* _TASK PROMPT_
Pull every line containing the string "pole" from the material below and copy each one in full.

++++++

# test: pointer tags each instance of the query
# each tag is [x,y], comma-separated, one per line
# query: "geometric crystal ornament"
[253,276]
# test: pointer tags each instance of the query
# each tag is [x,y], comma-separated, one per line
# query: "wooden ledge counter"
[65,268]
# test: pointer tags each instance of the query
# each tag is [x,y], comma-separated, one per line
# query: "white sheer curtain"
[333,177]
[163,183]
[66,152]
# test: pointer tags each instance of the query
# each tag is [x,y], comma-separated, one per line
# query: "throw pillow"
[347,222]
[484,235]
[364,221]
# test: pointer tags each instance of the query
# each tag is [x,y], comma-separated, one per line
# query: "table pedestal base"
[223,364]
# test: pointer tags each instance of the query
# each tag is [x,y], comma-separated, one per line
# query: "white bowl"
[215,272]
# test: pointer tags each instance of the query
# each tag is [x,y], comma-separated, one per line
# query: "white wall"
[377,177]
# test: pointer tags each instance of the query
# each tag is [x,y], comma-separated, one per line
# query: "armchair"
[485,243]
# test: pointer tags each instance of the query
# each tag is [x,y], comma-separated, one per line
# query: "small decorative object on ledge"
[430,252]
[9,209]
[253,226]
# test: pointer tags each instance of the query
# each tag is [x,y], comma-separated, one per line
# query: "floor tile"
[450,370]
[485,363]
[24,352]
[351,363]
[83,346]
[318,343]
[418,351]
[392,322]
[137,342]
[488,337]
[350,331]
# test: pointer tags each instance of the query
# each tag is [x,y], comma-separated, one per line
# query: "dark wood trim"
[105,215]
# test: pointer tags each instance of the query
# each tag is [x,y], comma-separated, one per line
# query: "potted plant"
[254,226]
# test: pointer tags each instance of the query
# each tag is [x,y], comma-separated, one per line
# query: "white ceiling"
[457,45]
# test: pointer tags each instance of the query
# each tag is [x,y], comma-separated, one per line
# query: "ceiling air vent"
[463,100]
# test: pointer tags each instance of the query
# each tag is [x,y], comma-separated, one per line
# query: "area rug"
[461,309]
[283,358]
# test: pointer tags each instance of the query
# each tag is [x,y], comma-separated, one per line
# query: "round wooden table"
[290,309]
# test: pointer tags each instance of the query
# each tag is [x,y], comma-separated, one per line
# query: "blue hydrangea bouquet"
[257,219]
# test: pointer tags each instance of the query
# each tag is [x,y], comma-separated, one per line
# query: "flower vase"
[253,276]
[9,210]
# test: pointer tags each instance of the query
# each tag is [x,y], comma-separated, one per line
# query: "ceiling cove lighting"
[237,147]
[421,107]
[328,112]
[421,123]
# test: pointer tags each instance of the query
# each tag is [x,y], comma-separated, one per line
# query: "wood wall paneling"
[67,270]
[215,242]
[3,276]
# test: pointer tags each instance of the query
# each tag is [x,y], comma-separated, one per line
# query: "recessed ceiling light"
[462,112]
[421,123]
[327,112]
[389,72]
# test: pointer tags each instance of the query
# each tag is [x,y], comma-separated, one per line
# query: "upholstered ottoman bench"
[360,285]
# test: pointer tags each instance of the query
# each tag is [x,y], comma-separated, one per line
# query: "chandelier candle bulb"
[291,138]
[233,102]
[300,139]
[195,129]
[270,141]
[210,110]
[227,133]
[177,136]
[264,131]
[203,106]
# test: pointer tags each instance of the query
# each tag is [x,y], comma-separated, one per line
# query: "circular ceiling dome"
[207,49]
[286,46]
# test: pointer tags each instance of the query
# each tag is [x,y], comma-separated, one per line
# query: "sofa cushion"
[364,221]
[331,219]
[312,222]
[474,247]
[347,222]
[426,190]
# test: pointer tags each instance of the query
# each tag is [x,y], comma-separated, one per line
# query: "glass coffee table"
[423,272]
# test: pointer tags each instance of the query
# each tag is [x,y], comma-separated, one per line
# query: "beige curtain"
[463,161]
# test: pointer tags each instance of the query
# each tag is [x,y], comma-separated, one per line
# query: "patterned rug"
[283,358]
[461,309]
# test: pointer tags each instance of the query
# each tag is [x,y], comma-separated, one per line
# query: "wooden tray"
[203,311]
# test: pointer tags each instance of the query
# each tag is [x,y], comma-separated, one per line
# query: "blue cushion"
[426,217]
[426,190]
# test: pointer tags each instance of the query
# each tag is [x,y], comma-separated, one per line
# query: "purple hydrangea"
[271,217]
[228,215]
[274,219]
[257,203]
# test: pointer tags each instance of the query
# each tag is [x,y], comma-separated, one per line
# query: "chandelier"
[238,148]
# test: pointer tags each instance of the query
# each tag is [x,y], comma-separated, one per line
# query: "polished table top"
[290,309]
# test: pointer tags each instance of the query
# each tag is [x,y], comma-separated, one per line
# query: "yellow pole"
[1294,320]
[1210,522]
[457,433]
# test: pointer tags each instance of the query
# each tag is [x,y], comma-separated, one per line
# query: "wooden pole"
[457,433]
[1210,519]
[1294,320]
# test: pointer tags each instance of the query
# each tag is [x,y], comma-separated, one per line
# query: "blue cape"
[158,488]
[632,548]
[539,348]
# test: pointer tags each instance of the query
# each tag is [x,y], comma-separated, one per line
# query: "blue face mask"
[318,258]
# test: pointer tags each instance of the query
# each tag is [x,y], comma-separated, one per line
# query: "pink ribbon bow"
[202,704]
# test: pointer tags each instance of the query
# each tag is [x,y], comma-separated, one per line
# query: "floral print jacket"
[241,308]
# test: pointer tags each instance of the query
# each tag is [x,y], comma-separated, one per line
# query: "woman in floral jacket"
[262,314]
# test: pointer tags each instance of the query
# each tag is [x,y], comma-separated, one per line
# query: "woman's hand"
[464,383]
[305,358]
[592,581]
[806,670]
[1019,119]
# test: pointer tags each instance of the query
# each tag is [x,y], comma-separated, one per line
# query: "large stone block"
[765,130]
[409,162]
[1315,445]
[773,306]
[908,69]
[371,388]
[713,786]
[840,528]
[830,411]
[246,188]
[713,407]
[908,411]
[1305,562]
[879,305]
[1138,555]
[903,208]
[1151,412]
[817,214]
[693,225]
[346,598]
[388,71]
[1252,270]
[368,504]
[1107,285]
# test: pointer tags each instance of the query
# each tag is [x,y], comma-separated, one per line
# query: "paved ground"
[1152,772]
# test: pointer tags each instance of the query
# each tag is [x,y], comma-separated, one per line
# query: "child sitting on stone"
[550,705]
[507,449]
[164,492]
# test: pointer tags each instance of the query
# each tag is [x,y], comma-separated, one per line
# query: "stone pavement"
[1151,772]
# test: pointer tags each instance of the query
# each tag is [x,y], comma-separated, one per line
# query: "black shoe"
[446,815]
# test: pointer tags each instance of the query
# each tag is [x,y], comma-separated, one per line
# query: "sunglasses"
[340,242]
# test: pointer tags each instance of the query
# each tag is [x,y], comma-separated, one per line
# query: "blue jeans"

++++++

* _PROBLEM SOLUTION_
# query: "yellow pole"
# query: "wooden pole"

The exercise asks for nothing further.